━━━━━ DATA EXTRACT

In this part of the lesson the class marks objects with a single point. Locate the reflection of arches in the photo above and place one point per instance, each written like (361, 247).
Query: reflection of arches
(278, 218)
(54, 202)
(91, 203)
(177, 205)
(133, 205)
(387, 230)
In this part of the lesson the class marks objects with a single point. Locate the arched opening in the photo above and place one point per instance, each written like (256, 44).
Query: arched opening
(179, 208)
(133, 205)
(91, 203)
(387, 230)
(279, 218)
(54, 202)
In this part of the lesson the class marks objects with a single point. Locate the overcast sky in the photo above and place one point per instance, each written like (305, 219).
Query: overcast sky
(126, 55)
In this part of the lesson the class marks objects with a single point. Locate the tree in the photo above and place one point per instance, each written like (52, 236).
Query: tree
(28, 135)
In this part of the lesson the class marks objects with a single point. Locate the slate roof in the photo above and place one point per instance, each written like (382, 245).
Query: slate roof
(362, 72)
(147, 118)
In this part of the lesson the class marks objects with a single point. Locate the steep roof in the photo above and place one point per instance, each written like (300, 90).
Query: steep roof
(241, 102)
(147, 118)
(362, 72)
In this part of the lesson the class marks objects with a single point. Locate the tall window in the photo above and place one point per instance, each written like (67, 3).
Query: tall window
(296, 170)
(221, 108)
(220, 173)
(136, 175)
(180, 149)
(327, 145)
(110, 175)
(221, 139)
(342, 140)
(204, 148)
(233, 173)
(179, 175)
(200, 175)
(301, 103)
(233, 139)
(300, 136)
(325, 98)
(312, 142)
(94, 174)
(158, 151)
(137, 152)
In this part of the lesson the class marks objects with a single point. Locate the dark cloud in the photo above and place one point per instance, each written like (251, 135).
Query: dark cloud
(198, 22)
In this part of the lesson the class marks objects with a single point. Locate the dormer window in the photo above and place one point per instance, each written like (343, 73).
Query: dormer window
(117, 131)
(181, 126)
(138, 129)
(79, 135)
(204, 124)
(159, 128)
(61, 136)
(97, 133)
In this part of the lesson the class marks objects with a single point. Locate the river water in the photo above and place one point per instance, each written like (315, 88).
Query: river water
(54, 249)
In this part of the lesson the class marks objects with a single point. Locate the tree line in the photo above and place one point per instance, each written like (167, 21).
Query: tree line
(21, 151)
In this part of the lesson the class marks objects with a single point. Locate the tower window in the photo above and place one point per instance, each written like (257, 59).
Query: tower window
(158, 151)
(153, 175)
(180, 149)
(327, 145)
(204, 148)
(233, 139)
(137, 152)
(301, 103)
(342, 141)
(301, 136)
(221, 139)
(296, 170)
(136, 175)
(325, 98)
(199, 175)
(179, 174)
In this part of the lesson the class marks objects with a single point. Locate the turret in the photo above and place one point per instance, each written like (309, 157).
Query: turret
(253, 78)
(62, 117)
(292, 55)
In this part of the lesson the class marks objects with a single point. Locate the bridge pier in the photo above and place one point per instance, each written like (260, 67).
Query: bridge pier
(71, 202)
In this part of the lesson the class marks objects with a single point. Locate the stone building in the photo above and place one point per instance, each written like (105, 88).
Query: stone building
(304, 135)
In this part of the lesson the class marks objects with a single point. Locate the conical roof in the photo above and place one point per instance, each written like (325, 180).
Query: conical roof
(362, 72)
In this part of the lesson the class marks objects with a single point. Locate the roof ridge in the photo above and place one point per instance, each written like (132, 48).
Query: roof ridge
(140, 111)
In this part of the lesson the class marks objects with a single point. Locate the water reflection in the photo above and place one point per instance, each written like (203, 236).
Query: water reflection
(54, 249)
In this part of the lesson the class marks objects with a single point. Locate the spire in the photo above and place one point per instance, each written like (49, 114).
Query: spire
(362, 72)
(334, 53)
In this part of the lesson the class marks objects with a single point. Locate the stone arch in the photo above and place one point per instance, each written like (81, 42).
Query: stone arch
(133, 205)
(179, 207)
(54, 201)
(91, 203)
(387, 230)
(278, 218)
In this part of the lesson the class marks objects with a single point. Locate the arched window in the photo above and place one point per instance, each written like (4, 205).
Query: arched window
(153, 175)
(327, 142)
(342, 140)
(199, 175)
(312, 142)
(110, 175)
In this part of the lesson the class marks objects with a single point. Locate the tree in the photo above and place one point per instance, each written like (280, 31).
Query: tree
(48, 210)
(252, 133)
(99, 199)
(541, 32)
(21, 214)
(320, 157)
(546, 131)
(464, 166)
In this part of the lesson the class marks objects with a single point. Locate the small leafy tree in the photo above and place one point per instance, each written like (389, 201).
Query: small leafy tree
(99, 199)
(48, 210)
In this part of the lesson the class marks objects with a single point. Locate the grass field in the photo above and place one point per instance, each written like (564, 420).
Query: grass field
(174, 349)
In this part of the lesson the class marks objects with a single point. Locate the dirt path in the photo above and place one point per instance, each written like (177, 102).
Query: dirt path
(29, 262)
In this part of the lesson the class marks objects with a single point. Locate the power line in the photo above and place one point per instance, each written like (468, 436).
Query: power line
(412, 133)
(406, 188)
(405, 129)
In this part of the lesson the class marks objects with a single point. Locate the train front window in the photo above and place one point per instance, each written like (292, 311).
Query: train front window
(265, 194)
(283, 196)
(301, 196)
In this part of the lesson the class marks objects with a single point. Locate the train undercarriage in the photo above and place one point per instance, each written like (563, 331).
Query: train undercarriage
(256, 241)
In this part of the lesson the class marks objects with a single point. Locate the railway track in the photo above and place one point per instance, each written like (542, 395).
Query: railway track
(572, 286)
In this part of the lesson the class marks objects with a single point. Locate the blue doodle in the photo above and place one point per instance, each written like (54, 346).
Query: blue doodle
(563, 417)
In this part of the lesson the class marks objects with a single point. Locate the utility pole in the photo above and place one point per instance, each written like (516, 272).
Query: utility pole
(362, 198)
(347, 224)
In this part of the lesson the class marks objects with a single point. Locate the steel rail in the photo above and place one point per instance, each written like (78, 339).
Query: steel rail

━━━━━━━━━━

INSTRUCTIONS FOR THE TASK: Convert the data into a Markdown table with the columns "No." and "Line," covering the span that starts with the line containing "like (78, 339)." and runs through the end of the data. Number each row under "No.", put the full line under "Line", and omit any blank lines.

THE COMPLETED TASK:
| No. | Line |
|---|---|
| 1 | In this part of the lesson the class marks objects with a single point. Locate the steel rail in the photo above and place one point per instance, each written like (78, 339). |
| 2 | Query: steel rail |